▶ [ЗАДАНИЕ A] Выведите без изменений строки из записей, начиная со строки, содержащей «Practice step: point at the wooden deck», и заканчивая строкой, содержащей «(1087, 723)», включительно.

В-третьих, интересны многие междисциплинарные концепции, которые схватывают отдельные важные стороны организма как такового (безотносительно к конкретному его субстрату). Таковы[26] холизм (в духе Я.Сметса – Smuts,1926), тектология А.А.Богданова (Богданов, 1989), теория[27] систем (связываемая с Л. Фон Берталанфи – Берталанфи, 1993), теория сложности, теория сложных систем (Бусленко и др., 1973), теория самоорганизации (Моисеев, 1985), теория порядка (Kauffmam, 1993), теория информации (в разных версиях – от теории количества передаваемой информации К.Шеннона – Шеннон, 1963 до попыток построения качественной теории информации – Шрейдер, 1967, Шрейдер, Шаров, 1982), теория хаоса (Cohen, Steward, 1994), теория катастроф Р.Тома (Арнольд, 1983), эволюционика (Урманцев, 1988;  ср. глобальный эволюционизм Э.Янча – Янч, 1979), составистика (Петров, 2001), неравновесная термодинамика и синергетика (Хакен, 1986), кибернетика (Винер, 1968), диатропика (Чайковский, 1990), общая морфология (Чебанов, 1984; ср. Любарский, 1996, в которой дается иная трактовка практически той же проблематики), представление о третьей (по отношению к детерминистской или вероятностной) картине мира (Кудрин, 2001), темпорология (Конструкции…, 1996) и т.д.

В-четвертых, для создания междисциплинарного (витологического) представления об организме может быть полезна концепция междисциплинарных картин описания.

Эта концепция исходит из того, что изучение одного аспекта организации на материале разных дисциплин является одним из способов распредмечивания – приемом, появляющемся в методологизме для преодоления дисциплинарной разобщенности при совместной деятельности представителей разных профессий.

Среди универсальных междисциплинарных картин описания можно выделить два типа.

А.П.Сопиковым в 1970-ых годах было выделено шесть взаимонесводимых друг к другу синхронических картина описания: субстратная (занимающаяся аристотелевской материей, составом), структурная (осознаваемая через элемент-структурные отношения – см., напр., Щедровицкий, 1965), энергетическая (в понимании В.Освальда – Освальд, 1914; ср. Польман, 1994), функциональная (Марков, 1982), программная (в управленческом и биолого-генетическом понимании) и ценностно-целевая (Чебанов, 1986[28]). Их наименование и интерпретация могут в деталях различаться, но важно то, что более четверти века рабочих и публичных обсуждений этого вопроса не позволили дополнить этот перечень какой-либо новой картиной сопоставимого уровня общности.

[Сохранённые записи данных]
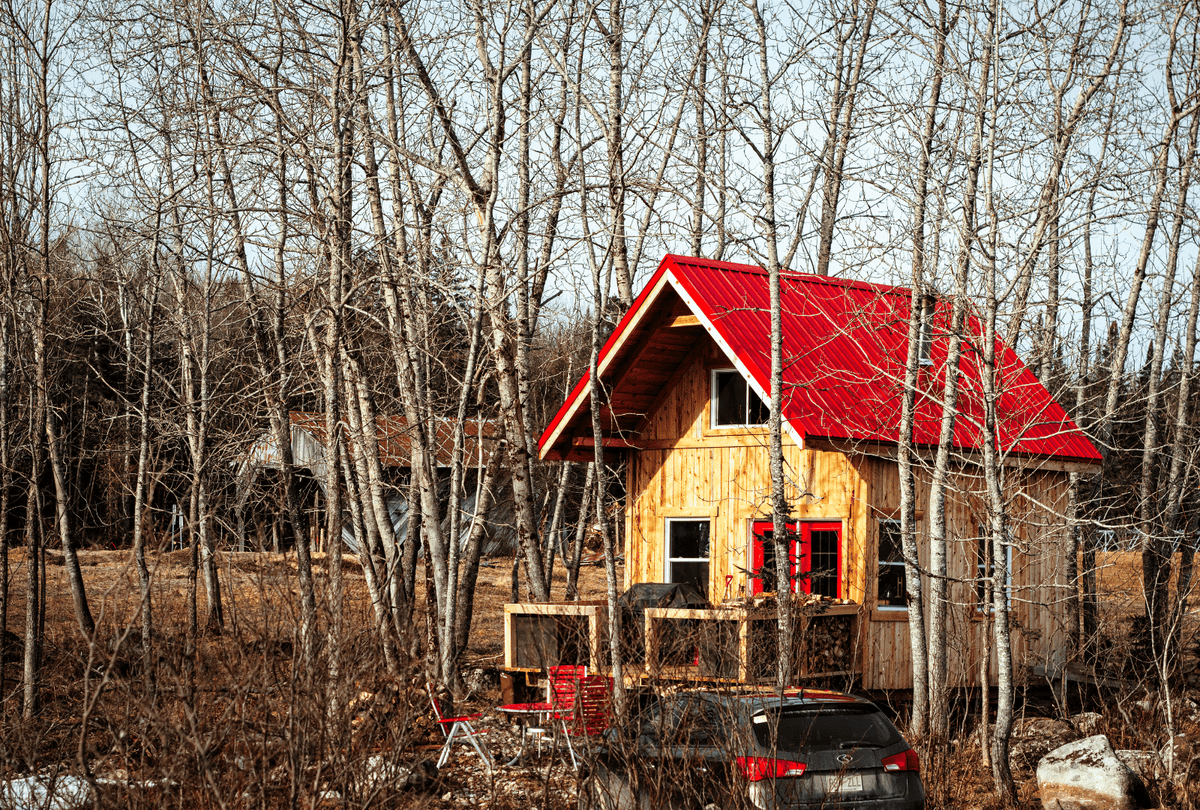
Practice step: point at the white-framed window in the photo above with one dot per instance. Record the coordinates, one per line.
(733, 403)
(687, 552)
(892, 587)
(985, 567)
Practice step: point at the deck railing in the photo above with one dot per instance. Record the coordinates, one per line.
(732, 643)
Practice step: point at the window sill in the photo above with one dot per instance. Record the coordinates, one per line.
(889, 615)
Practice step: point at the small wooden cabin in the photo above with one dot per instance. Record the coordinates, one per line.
(687, 373)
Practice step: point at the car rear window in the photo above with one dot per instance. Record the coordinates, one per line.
(827, 726)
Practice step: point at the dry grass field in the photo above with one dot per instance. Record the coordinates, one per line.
(234, 739)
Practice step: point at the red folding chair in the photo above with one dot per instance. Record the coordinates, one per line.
(582, 703)
(459, 730)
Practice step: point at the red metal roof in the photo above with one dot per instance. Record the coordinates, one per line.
(845, 345)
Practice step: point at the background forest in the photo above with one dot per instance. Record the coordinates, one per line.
(215, 214)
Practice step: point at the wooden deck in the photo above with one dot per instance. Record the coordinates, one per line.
(729, 643)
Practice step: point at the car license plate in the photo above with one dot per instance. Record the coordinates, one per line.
(849, 784)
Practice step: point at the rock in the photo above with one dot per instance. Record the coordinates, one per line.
(1087, 775)
(1033, 738)
(46, 792)
(1176, 755)
(1087, 723)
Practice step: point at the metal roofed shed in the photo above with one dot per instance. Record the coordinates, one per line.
(395, 442)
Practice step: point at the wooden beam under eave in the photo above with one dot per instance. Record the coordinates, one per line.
(609, 442)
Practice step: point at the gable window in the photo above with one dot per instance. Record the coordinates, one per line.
(688, 547)
(814, 558)
(733, 402)
(893, 588)
(985, 564)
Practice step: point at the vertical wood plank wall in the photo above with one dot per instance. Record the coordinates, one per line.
(693, 471)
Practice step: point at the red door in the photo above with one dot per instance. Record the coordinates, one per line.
(815, 556)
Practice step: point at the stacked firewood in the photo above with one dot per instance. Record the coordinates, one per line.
(828, 645)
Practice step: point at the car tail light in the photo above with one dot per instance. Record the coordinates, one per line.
(903, 761)
(756, 768)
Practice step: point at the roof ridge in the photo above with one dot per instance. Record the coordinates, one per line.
(808, 277)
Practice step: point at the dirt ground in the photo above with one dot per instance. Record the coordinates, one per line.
(261, 598)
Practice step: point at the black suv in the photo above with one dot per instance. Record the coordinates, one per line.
(809, 749)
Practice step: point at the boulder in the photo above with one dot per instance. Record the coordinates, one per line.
(1033, 738)
(46, 792)
(1087, 775)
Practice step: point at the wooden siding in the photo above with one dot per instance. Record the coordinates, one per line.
(693, 471)
(1037, 525)
(721, 474)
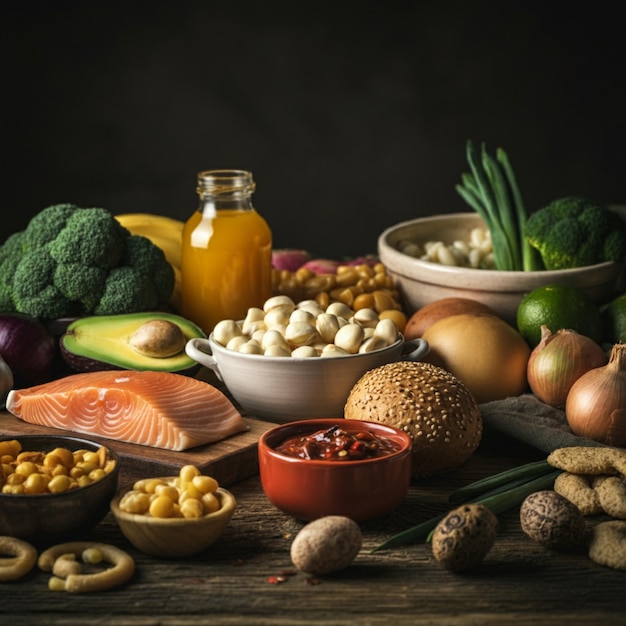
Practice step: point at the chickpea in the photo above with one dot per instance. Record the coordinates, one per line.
(38, 473)
(190, 495)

▶ [ЗАДАНИЕ B] Назовите все синхронические картины описания, которые, согласно извлечённому тексту, выделил А.П.Сопиков.

▶ [ОТВЕТ К УПРАЖНЕНИЮ A]
Practice step: point at the wooden deck in the photo above with one dot per instance. Record the coordinates, one per line.
(729, 643)
Practice step: point at the car license plate in the photo above with one dot per instance. Record the coordinates, one per line.
(849, 784)
Practice step: point at the rock in the photo above with one dot per instance. Record the coordinates, one per line.
(1087, 775)
(1033, 738)
(46, 792)
(1176, 755)
(1087, 723)

▶ [ОТВЕТ К УПРАЖНЕНИЮ B] Субстратная, структурная, энергетическая, функциональная, программная и ценностно-целевая.